- REQUIRED WORK
Update the lines of the material between the line containing "Identify a point for each instance of the red painted wooden" and the line containing "(1273, 399)", inclusive, by changing "red" to "crimson" and keeping everything else the same. Give back only those lines.

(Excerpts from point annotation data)

#####

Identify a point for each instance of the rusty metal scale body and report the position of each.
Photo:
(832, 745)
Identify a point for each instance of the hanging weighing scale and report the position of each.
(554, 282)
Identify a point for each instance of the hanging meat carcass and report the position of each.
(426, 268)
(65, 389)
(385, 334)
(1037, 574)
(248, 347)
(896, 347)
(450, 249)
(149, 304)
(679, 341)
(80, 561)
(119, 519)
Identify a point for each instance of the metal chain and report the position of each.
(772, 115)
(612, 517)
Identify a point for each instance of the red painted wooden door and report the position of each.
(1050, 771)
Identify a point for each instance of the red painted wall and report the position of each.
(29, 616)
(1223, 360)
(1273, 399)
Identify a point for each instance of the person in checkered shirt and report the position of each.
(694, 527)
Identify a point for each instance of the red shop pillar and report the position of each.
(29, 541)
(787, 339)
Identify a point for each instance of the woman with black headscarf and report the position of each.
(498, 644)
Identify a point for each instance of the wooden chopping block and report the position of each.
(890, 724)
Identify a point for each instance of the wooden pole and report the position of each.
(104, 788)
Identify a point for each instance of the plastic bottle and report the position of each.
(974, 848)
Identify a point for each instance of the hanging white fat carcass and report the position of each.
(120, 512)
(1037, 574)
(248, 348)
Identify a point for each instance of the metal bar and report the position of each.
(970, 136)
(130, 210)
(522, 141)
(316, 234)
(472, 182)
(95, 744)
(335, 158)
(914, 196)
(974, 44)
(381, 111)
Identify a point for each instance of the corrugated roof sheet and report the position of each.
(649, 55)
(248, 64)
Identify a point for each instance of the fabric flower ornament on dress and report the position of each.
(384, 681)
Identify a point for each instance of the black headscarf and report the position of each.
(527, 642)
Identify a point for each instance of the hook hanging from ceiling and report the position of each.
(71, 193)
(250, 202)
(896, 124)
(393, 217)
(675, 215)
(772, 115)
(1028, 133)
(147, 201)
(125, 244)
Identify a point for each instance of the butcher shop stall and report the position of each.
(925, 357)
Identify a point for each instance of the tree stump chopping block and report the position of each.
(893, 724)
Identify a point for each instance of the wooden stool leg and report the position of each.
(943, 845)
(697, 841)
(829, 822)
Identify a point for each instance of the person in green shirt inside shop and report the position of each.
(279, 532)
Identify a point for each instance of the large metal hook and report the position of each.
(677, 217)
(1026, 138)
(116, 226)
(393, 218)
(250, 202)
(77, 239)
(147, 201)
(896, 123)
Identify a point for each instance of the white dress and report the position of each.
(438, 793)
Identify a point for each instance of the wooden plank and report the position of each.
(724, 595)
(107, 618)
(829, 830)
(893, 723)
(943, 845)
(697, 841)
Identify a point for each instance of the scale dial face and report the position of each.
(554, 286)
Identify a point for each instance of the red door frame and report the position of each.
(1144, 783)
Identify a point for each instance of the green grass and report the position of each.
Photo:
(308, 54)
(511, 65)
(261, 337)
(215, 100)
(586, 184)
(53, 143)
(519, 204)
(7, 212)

#####

- EXERCISE RESULT
Identify a point for each instance of the crimson painted wooden door and report the position of each.
(1050, 771)
Identify a point for each instance of the crimson painted wall and report the position of each.
(29, 616)
(1223, 360)
(1273, 399)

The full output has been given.